_Task directions_:
Output all lines exactly.

----- Supplied material -----

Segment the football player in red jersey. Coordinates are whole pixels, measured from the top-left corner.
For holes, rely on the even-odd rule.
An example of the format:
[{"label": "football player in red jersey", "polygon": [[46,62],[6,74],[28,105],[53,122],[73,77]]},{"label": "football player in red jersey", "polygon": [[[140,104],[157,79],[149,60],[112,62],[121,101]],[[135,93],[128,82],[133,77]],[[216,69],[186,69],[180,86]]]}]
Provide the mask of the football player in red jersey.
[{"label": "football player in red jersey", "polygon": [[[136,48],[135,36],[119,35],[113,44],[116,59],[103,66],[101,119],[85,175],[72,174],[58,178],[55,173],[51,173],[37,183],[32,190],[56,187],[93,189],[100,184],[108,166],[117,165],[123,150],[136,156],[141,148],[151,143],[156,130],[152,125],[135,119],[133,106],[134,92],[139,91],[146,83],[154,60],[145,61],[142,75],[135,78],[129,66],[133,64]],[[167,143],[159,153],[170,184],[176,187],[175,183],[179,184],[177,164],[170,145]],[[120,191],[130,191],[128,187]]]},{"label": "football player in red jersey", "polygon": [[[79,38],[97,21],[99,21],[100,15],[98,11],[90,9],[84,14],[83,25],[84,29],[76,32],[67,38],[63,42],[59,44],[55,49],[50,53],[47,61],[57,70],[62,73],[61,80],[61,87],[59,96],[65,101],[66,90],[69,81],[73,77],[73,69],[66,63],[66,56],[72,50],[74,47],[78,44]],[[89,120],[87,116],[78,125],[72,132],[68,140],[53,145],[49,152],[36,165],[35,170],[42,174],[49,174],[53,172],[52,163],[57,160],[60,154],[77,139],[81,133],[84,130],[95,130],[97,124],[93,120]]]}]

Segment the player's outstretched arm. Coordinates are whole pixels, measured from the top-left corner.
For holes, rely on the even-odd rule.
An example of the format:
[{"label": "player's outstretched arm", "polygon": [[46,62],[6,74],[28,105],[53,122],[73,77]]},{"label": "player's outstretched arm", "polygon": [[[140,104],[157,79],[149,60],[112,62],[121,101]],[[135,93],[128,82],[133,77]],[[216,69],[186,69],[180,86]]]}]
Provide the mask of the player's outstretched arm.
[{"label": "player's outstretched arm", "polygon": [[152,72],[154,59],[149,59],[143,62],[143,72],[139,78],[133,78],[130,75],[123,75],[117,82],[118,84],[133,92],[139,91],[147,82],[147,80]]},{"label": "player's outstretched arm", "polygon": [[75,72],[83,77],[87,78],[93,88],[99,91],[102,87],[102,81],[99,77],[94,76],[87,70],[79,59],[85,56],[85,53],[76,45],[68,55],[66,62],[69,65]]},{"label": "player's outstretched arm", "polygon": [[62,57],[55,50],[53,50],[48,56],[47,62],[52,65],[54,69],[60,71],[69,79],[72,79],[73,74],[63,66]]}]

-----

_Solution_:
Segment the football player in red jersey. Coordinates are whole pixels, measured from the top-left corner.
For holes, rely on the even-odd rule.
An example of the format:
[{"label": "football player in red jersey", "polygon": [[46,62],[6,74],[28,105],[53,122],[73,77]]},{"label": "football player in red jersey", "polygon": [[[140,104],[157,79],[149,60],[112,62],[121,101]],[[135,93],[128,82],[133,77]],[[216,69],[186,69],[180,86]]]}]
Provide the mask of the football player in red jersey.
[{"label": "football player in red jersey", "polygon": [[[136,48],[135,36],[119,35],[113,44],[116,59],[103,66],[101,119],[85,175],[72,174],[58,178],[55,173],[51,173],[37,183],[32,190],[56,187],[93,189],[100,184],[108,166],[117,165],[123,150],[136,156],[141,148],[151,143],[156,130],[152,125],[135,119],[133,106],[134,92],[139,91],[146,83],[154,60],[145,61],[142,75],[135,78],[129,66],[133,64]],[[167,143],[159,153],[170,184],[176,187],[175,183],[179,184],[177,164],[170,145]],[[120,191],[130,191],[128,187]]]},{"label": "football player in red jersey", "polygon": [[[79,38],[97,21],[99,21],[100,15],[98,11],[90,9],[84,14],[83,25],[84,29],[76,32],[67,38],[63,42],[59,44],[55,49],[50,53],[47,61],[57,70],[62,73],[61,80],[61,87],[59,96],[65,101],[66,90],[69,81],[73,77],[73,69],[66,63],[66,56],[72,50],[74,47],[78,44]],[[89,120],[87,116],[78,125],[72,132],[68,140],[53,145],[49,152],[36,165],[35,170],[42,174],[49,174],[53,172],[52,163],[57,160],[60,154],[77,139],[81,133],[84,130],[95,130],[97,124],[93,120]]]}]

Segment the player's outstretched arm. Coordinates are whole pixels, measured from the top-left corner.
For holes, rely on the even-odd rule.
An example of the format:
[{"label": "player's outstretched arm", "polygon": [[46,62],[6,74],[28,105],[53,122],[73,77]]},{"label": "player's outstretched arm", "polygon": [[[140,104],[157,79],[149,60],[112,62],[121,101]],[[135,93],[128,82],[133,77]],[[216,69],[186,69],[180,86]]]}]
Provide the mask of the player's outstretched arm.
[{"label": "player's outstretched arm", "polygon": [[152,72],[154,59],[149,59],[143,62],[143,72],[139,78],[133,78],[130,75],[123,75],[117,82],[118,84],[133,92],[139,91],[147,82],[147,80]]},{"label": "player's outstretched arm", "polygon": [[75,72],[83,77],[87,78],[93,88],[99,91],[102,87],[102,81],[99,77],[94,76],[87,70],[79,59],[85,56],[85,53],[76,45],[68,55],[66,62],[69,65]]},{"label": "player's outstretched arm", "polygon": [[62,57],[55,50],[53,50],[48,56],[47,62],[52,65],[54,69],[60,71],[69,79],[72,79],[73,74],[63,66]]}]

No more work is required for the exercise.